[Coordinate annotation entries]
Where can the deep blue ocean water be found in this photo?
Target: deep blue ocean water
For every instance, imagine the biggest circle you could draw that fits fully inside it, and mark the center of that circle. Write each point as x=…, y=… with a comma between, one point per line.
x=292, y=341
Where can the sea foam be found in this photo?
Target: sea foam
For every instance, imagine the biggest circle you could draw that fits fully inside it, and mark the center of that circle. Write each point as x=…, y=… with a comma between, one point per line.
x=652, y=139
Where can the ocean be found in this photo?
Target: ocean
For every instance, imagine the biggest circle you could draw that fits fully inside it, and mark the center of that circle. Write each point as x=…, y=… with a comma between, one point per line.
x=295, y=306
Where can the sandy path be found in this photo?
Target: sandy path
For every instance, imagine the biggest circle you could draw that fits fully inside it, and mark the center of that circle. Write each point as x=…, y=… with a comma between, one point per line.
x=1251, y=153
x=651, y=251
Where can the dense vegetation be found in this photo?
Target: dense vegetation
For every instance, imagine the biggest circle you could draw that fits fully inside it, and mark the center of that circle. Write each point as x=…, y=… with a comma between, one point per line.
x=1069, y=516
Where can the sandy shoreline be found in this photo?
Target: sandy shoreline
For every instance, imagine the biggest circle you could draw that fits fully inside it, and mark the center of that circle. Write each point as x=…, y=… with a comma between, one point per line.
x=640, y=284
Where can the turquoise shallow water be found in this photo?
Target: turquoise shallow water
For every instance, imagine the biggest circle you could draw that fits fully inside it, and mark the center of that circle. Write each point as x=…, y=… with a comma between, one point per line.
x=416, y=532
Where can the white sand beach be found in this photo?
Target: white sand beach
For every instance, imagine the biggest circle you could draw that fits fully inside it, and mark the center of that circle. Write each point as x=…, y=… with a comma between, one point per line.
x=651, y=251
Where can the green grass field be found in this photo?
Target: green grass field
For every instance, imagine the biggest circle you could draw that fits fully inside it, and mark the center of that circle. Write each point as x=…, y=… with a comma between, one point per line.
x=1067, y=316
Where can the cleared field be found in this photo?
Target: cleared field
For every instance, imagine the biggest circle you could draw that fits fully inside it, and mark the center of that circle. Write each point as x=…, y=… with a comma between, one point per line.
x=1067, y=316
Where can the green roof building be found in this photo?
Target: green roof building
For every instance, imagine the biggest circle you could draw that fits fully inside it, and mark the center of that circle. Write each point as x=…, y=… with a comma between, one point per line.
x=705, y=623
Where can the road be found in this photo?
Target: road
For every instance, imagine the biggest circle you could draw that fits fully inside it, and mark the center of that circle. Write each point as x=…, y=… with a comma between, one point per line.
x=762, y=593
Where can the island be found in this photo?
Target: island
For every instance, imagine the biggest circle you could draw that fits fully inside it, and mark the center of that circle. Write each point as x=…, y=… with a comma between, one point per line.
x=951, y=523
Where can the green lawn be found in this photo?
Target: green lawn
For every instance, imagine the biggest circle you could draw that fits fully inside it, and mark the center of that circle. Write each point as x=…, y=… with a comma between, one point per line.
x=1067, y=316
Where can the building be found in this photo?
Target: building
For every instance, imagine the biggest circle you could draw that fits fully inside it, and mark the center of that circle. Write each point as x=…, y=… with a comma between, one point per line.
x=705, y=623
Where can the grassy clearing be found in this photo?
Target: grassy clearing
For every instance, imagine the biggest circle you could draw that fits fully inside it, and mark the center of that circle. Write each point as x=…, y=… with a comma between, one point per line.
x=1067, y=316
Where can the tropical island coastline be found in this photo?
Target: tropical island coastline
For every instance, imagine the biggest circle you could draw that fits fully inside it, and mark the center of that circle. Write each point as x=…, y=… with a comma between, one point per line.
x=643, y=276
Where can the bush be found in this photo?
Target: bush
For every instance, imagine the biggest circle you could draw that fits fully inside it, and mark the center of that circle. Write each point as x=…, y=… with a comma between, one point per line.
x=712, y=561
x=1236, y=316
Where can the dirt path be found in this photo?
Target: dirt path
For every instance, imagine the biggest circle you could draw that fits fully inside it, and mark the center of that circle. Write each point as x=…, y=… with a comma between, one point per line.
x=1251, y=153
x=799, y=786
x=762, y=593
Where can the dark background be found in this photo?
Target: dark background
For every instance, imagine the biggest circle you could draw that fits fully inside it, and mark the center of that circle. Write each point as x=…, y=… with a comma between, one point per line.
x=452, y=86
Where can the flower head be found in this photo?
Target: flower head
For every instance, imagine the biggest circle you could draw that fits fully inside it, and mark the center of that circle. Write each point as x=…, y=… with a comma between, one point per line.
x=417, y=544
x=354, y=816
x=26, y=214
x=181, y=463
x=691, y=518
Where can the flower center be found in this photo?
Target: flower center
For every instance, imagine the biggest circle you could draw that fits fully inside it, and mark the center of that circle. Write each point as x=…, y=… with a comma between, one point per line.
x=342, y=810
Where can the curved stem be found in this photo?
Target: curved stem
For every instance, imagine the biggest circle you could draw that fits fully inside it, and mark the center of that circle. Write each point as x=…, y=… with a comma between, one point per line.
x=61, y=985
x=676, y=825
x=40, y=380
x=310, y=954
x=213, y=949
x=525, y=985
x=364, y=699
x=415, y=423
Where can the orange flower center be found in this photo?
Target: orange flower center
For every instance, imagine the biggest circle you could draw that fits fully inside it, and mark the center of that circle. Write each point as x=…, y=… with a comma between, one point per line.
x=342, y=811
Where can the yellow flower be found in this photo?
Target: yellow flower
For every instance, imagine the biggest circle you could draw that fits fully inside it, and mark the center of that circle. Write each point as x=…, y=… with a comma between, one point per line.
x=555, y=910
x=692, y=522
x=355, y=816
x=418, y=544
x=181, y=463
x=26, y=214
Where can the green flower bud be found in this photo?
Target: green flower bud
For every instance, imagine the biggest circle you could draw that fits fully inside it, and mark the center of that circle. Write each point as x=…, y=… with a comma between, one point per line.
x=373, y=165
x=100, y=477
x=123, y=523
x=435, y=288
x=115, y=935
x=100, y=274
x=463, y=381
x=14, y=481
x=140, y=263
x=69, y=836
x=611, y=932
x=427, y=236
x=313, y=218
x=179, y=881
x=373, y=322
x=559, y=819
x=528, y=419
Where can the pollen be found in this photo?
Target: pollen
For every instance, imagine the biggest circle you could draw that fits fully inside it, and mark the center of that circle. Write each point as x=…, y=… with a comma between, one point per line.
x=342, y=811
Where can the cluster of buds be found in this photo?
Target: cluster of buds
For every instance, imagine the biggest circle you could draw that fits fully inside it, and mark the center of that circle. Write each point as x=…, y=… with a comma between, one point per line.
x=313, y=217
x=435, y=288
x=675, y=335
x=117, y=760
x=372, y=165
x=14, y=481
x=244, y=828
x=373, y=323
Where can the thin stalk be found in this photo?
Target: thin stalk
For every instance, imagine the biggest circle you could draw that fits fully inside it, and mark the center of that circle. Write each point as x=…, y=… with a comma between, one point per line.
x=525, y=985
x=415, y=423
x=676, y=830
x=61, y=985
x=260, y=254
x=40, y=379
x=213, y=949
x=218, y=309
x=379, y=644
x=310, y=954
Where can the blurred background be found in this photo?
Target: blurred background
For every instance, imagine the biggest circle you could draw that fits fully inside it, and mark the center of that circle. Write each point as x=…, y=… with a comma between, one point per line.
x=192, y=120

◆ Task prompt ◆
Revise the rows so that each "Target" reads "Label" instead, and keep every other line the same.

◆ Response below ◆
Where can the deep blue ocean water be found in this photo?
Label: deep blue ocean water
For every instance, imagine the biggest circle you could draw that fits fully inside it, and mark the center of that circle. Write each point as x=…, y=… with a comma between, one point per line.
x=292, y=341
Where can the sea foam be found in this photo?
Label: sea foam
For every instance, imagine the biggest circle you could draw that fits fully inside it, and mark the center of that circle. Write each point as x=…, y=… with a comma between, one point per line.
x=652, y=139
Where can the ocean be found in this photo?
Label: ocean
For every instance, imagine the biggest circle you could draw that fits fully inside it, and mark the center of that circle. Write each point as x=…, y=… with a comma between, one point per line.
x=295, y=306
Where can the sandy path be found in this photo?
Label: sandy path
For every instance, imagine the biggest circle you could draw that fits fully inside it, and mark the center of that circle. Write each point as x=…, y=… with a comma between, one point per line.
x=1251, y=153
x=651, y=251
Where can the dense vegetation be found in this photo?
Label: dense vegetation
For every instance, imagine the biggest circle you could draw that fits fully inside it, and mark the center of that circle. Write each point as x=…, y=… with a comma between, one point per line.
x=1069, y=516
Where can the sandy shoreline be found in this photo?
Label: sandy shoreline
For every instance, imagine the biggest circle you could draw that fits fully inside it, and mark the center of that circle. Write each point as x=…, y=… with a comma between, one point per line.
x=640, y=284
Where can the turquoise shallow water be found in this photo?
Label: turquoise shallow water
For every instance, imagine the biggest circle you could draw that fits fully inside it, and mark the center of that circle. Write each point as x=…, y=… with a comma between, one point per line.
x=416, y=532
Where can the white sand beach be found in this photo?
Label: white sand beach
For every instance, imagine the biggest circle you could draw that fits fully inside it, and mark the center of that circle. Write each point as x=…, y=… with a comma between, one point per line.
x=651, y=251
Where can the green grass field be found in this photo?
Label: green grass field
For every instance, imagine the biggest circle you could draw that fits fully inside it, and mark the center of that circle. Write each point as x=…, y=… with a comma between, one point per line.
x=1067, y=316
Where can the cleared field be found in this photo?
Label: cleared field
For every instance, imagine the biggest circle you could draw that fits fully inside it, and mark the center of that circle. Write each point as x=…, y=… with a comma between, one point per line.
x=1067, y=316
Where can the green roof building be found in this photo?
Label: green roof building
For every instance, imagine the biggest circle you could draw that fits fully inside it, and mark the center of that circle. Write each point as x=…, y=… with a comma between, one point per line.
x=705, y=623
Where can the road be found in this photo?
Label: road
For every instance, imagine the biggest circle you could draw that fits fully inside it, and mark the center of that circle. Write each point as x=…, y=… with a comma between, one point per line.
x=762, y=593
Where can the island be found in this photo?
Label: island
For every instance, imagine the biggest circle you could draw that fits fully inside it, and mark the center of that circle. Write each point as x=…, y=… with a comma between, one point per line.
x=951, y=523
Where can the green lawn be found in this photo?
Label: green lawn
For every instance, imagine the biggest circle you could draw that fits fully inside it, and mark the center of that circle. Write each point as x=…, y=… with a comma between, one point per line.
x=1067, y=316
Where can the building be found in this photo?
Label: building
For every instance, imagine the biggest circle you could draw that fits fully inside it, and mark the center of that circle. Write each point as x=…, y=… with a comma between, one point per line.
x=705, y=623
Where can the grassy clearing be found in this photo?
Label: grassy clearing
For every instance, imagine the biggest circle you could draw that fits fully inside it, and mark the center of that circle. Write each point as x=…, y=… with a comma between, one point per line.
x=1067, y=316
Where can the tropical island coastline be found in this photo?
Label: tropical island coastline
For every instance, imagine the biggest circle you could draw that fits fully inside it, and mark the center of that circle. Write each point as x=…, y=… with a comma between, one point per line.
x=643, y=276
Where can the bush be found in this photo?
Label: bush
For every instance, imagine the biggest circle you could draw that fits fully inside it, and mark the center of that circle. Write each point as x=…, y=… with a comma between, one point per line.
x=712, y=561
x=1236, y=316
Where can the dirt path be found in this photo?
Label: dirt path
For every instance, imagine the biggest circle you could draw that fits fully inside it, and mark the center of that circle. Write each point as x=…, y=… with a comma between, one point per line.
x=1251, y=153
x=799, y=786
x=762, y=593
Where can the dark background be found in this photo?
Label: dark background
For every instance, imagine the biggest circle you could draw that fits fully inside it, and mark the center of that circle. Write each point as x=…, y=… with a comma between, one point per line.
x=452, y=86
Where can the flower head be found in this photo?
Label: flower head
For every instance, imagine the biggest circle you could draw that fits fully inside it, and mark the center of that circle. Write each point as x=…, y=… with a comma between, one point per line.
x=417, y=544
x=354, y=816
x=26, y=214
x=181, y=463
x=691, y=518
Where can the flower center be found in this photo?
Label: flower center
For every instance, imagine the biggest circle you could draw that fits fully inside it, and mark the center of that circle. Write each point as x=…, y=… with a comma between, one point per line.
x=342, y=810
Where can the curved stem be found in this photo?
Label: curved stem
For every instance, imagine the biggest circle you could draw that fits fully inside it, and mark the center of that circle. Write each point as x=…, y=… with a comma between, one point per line.
x=61, y=985
x=676, y=825
x=40, y=380
x=310, y=954
x=213, y=949
x=525, y=985
x=364, y=699
x=415, y=423
Where can the orange flower center be found in this photo?
Label: orange flower center
For every instance, imagine the biggest circle you could draw that fits fully inside it, and mark the center of that circle. Write each point as x=…, y=… with a comma between, one point per line.
x=342, y=811
Where can the yellow flower be found in this photo?
Label: yellow flower
For every instance, imagine the biggest circle you could draw that fits fully inside it, and mark the center of that circle. Write each point as x=…, y=… with a comma between, one point per line.
x=555, y=910
x=692, y=522
x=355, y=816
x=418, y=544
x=181, y=463
x=26, y=214
Where can the green flower bud be found in this photo?
Label: green flower bud
For every instance, imagine the biggest circle you could draw that fits fully inside it, and mark the center of that circle. Write each point as x=…, y=… with a comma between, one point per line.
x=373, y=165
x=100, y=477
x=123, y=523
x=435, y=288
x=115, y=935
x=100, y=274
x=463, y=381
x=14, y=481
x=140, y=263
x=69, y=836
x=611, y=932
x=427, y=236
x=313, y=218
x=179, y=881
x=373, y=322
x=559, y=819
x=528, y=419
Where can the pollen be found in this photo?
Label: pollen
For every instance, imagine the biggest circle you could draw that fits fully inside it, and mark the center of that circle. Write each point as x=…, y=… with a comma between, one point per line.
x=342, y=811
Where can the cluster of buds be found in this photo?
Label: cluster of buds
For every instance, imagine the biggest circle you could draw that fits fully inside it, and mark the center of that circle. Write each point as x=…, y=… with a comma between, one point per line.
x=313, y=217
x=435, y=288
x=675, y=335
x=117, y=760
x=372, y=165
x=14, y=481
x=244, y=828
x=373, y=323
Where can the thin stalk be found in this photo?
Label: thin stalk
For every instance, imagine the biggest circle you could draw that fits fully inside it, and mark the center of that circle. Write each point as x=…, y=… with a comma between, one point per line.
x=525, y=985
x=415, y=423
x=676, y=830
x=61, y=985
x=260, y=254
x=40, y=379
x=213, y=949
x=218, y=309
x=379, y=644
x=310, y=954
Where can the blurred background be found in this photo?
Label: blurred background
For every instance, imagine the biggest circle you could draw that fits fully inside it, and mark the center of that circle. Write each point as x=…, y=… with a comma between, one point per line.
x=192, y=120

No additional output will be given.